* **Entries shown**:
[start]
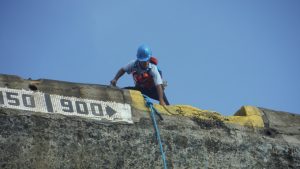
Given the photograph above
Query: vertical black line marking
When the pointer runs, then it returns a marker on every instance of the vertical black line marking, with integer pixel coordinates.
(1, 98)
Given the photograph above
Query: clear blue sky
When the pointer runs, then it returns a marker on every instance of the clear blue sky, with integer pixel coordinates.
(215, 54)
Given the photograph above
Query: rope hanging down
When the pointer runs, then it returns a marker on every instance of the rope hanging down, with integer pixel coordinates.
(153, 110)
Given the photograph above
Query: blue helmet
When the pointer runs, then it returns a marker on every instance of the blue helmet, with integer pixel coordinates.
(144, 53)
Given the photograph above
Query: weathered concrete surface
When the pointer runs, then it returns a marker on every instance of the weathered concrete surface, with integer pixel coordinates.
(36, 140)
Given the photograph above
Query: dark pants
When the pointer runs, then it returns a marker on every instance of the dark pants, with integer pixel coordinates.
(151, 92)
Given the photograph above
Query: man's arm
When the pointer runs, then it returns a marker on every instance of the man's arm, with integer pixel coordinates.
(118, 75)
(160, 95)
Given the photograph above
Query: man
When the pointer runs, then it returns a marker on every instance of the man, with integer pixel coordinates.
(146, 75)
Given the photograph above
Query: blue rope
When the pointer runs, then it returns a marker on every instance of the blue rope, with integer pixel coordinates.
(152, 109)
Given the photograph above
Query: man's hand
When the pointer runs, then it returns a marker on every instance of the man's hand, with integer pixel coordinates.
(160, 95)
(113, 82)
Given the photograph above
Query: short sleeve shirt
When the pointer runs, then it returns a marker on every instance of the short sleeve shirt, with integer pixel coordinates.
(132, 67)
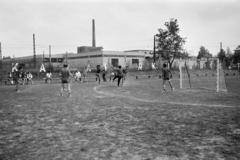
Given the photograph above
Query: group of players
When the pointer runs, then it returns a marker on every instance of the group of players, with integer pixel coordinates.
(119, 73)
(19, 76)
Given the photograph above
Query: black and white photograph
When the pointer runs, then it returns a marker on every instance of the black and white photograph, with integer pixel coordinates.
(119, 80)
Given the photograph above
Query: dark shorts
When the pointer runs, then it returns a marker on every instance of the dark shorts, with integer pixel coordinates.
(166, 78)
(64, 81)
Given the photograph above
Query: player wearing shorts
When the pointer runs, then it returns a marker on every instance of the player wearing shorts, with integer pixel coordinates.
(166, 75)
(98, 74)
(119, 75)
(65, 80)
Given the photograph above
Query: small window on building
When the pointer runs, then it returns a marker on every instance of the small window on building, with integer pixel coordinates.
(46, 59)
(135, 61)
(60, 60)
(114, 62)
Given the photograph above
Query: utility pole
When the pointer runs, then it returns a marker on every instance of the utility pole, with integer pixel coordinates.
(0, 51)
(43, 58)
(50, 60)
(66, 57)
(34, 51)
(93, 34)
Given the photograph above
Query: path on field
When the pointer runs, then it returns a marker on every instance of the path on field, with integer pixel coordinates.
(110, 123)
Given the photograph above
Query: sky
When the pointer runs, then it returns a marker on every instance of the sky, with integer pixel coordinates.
(120, 24)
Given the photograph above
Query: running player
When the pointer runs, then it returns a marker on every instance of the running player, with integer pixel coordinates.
(166, 75)
(65, 79)
(119, 75)
(98, 74)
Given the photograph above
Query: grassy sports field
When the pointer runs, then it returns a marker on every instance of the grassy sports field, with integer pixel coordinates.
(135, 122)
[end]
Return all of the data exactly as written, and drop the pictures.

* **Task result**:
Given the photograph above
Query: vertical black line marking
When the pointer runs, then it returns a marker on every instance of the vertical black line marking, with integer pixel coordinates.
(1, 98)
Given the photograph above
Query: clear blue sky
When the pointer runs, then it returns a marker on every instance of the clear blue sky, with integer pixel coordinates.
(215, 54)
Given the photograph above
Query: rope hanging down
When the pointer runs, then it returns a marker on every instance of the rope hanging down, with integer pixel coordinates.
(153, 110)
Given the photograph above
Query: blue helmet
When the pointer runs, then it returns a marker on every instance of the blue helmet, with integer pixel coordinates.
(144, 53)
Given the photograph above
Query: weathered concrete surface
When the pointer runs, then it returns a marker on every instance of the weathered concrete surface, with integer pixel coordinates.
(36, 140)
Given the photograph above
Query: dark pants
When the pointer runs, then it returns a marker on every instance of the dark pants, with integer pixel coordinates.
(151, 92)
Given the photograph above
Query: man's arm
When the pointer runs, then it returns a marker on every instance of the man's arm, with integer pixel coordinates.
(118, 75)
(160, 95)
Given the photograph above
Query: man
When the pointer runs, then it returns a marker on every instance of the man, with integer pixel coordinates.
(146, 75)
Given the photograph above
Query: blue rope
When the pointer runs, then it returns a marker on every instance of the blue rope, with integer pixel coordinates.
(152, 109)
Given the photograph above
Query: man's hand
When the pointer runs, then it returns a marker on every instance of the man's hand, with integer pixel coordinates.
(160, 95)
(113, 82)
Given the photograph above
Query: short sleeve shirt
When the pointer runs, then it returns a marker on every instance of the short sleeve shirt, with integer pixel coordinates.
(132, 67)
Given the photograph above
Query: group of players
When the pointer runs, then it returns a marker on every instance of the group of players, with integer pixel coordinates.
(119, 73)
(19, 76)
Given the photograph above
Query: black and white photograph
When the pointer runs, then it returns a marker on every instance of the black and white photograph, with integer pixel coordinates.
(119, 80)
Given the photograph above
Query: dark shorts
When the pointer runs, then it returns a marker on every instance of the dark shorts, with integer pixel coordinates.
(166, 78)
(64, 81)
Given the photograph above
Query: player wearing shorts
When the pointer runs, then it returns a marker on every instance of the player wearing shorts, with integer pixel coordinates.
(166, 75)
(98, 74)
(119, 75)
(65, 80)
Given the photograph above
Query: small window on building
When the pointer runs, then it returns a marker on every instance of the small window on building, with integer pixel coordinates.
(46, 59)
(135, 61)
(60, 60)
(114, 62)
Given the photograph above
Query: utility pole
When the pointer runs, then it returns a marker on every instance of the utility pole, with integer pixel coordinates.
(0, 51)
(43, 58)
(50, 60)
(66, 57)
(34, 51)
(93, 34)
Given the photograph above
Query: path on field
When the pointer runs, then it returns a marker on every instance of the path on field, with integer pixel coordinates.
(110, 123)
Given the photograph above
Query: sky
When the pointer runs, then it returns a marker on every instance of the sky, with integer pixel coordinates.
(120, 24)
Given the photograph above
Query: running player
When the pointer runs, then it returns a marker on every instance of the running player, with integer pixel coordinates.
(166, 75)
(65, 79)
(119, 75)
(98, 74)
Given the photograph above
Query: grassy sports field
When the pointer runs, then it returns a marker on every instance of the grassy sports field, with integer pixel coordinates.
(135, 122)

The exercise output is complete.